**Records for this exercise**:
------------------------------------------------

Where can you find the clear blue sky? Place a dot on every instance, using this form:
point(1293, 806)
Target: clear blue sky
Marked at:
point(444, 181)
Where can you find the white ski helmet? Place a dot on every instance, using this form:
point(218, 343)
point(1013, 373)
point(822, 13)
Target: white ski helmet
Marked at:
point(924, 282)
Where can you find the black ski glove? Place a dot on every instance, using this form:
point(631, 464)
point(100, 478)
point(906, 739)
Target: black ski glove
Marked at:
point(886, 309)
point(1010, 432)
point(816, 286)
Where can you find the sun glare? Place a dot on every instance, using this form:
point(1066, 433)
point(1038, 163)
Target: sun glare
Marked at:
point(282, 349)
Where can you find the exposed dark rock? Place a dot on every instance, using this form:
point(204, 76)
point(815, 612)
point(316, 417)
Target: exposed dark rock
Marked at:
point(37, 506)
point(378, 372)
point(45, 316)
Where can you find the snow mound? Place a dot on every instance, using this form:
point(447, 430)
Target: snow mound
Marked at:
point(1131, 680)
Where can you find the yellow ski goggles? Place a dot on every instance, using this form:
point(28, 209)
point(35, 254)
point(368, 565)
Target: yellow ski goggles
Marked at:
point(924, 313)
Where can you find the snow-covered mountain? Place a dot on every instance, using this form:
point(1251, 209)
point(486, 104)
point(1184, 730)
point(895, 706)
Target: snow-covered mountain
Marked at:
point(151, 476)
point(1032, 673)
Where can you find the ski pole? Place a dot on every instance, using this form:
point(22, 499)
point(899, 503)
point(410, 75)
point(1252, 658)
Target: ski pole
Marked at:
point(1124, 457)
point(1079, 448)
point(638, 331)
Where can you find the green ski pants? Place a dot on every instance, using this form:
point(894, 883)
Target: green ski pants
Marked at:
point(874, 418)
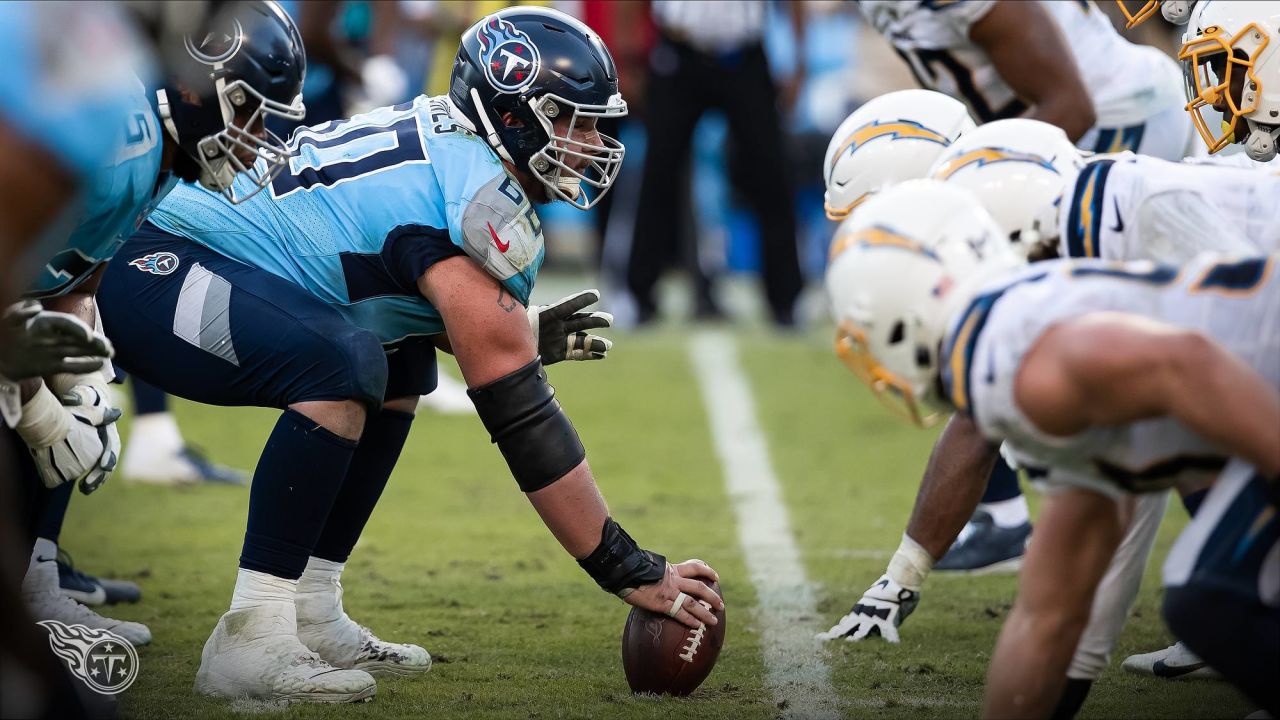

------------------------------------------------

**Task to carry out**:
Reproduce all of the entries above, changing each "Marked at" to "Located at" and keeping every other character the same. Leave the picture out.

**Solution below**:
Where can you find the clear blue sky? Place a dot on every instance, using this form:
point(1293, 806)
Target: clear blue sky
Located at:
point(444, 181)
Where can you find the white ski helmet? Place a dot on every instance, using this form:
point(218, 343)
point(1013, 373)
point(822, 13)
Target: white ski helmet
Located at:
point(924, 282)
Where can you find the black ski glove? Place a dot on every instance, using this form:
point(631, 464)
point(100, 478)
point(906, 739)
Target: black ski glove
Located at:
point(886, 309)
point(1010, 432)
point(816, 286)
Where can you find the sun glare? Place a dot on every instance, using this form:
point(1066, 433)
point(1038, 163)
Target: sun glare
Located at:
point(282, 349)
Where can you find the exposed dark rock? Place a dot on every instance, using this form:
point(204, 76)
point(815, 612)
point(316, 417)
Target: exposed dark rock
Located at:
point(37, 506)
point(378, 372)
point(45, 316)
Where can you find the snow mound? Place a dot on every instance, using this form:
point(447, 430)
Target: snow mound
Located at:
point(1131, 680)
Where can you find the yellow ski goggles? Place a dot on every instance, using this form:
point(28, 209)
point(35, 254)
point(368, 565)
Target: yellow ski goggles
Located at:
point(924, 313)
Where can you find the snow-covered mountain? Place a dot on every instance, using this form:
point(1251, 209)
point(486, 104)
point(1184, 730)
point(895, 706)
Target: snow-covered mountain
Located at:
point(151, 476)
point(1032, 673)
Where can you find the ski pole? Place a dot on every instance, using this form:
point(22, 499)
point(899, 503)
point(410, 75)
point(1252, 658)
Target: ski pole
Located at:
point(1124, 457)
point(1079, 448)
point(638, 331)
Where can you find the green ski pants? Place a dot on every instance, using this form:
point(894, 883)
Target: green ski pants
Located at:
point(874, 418)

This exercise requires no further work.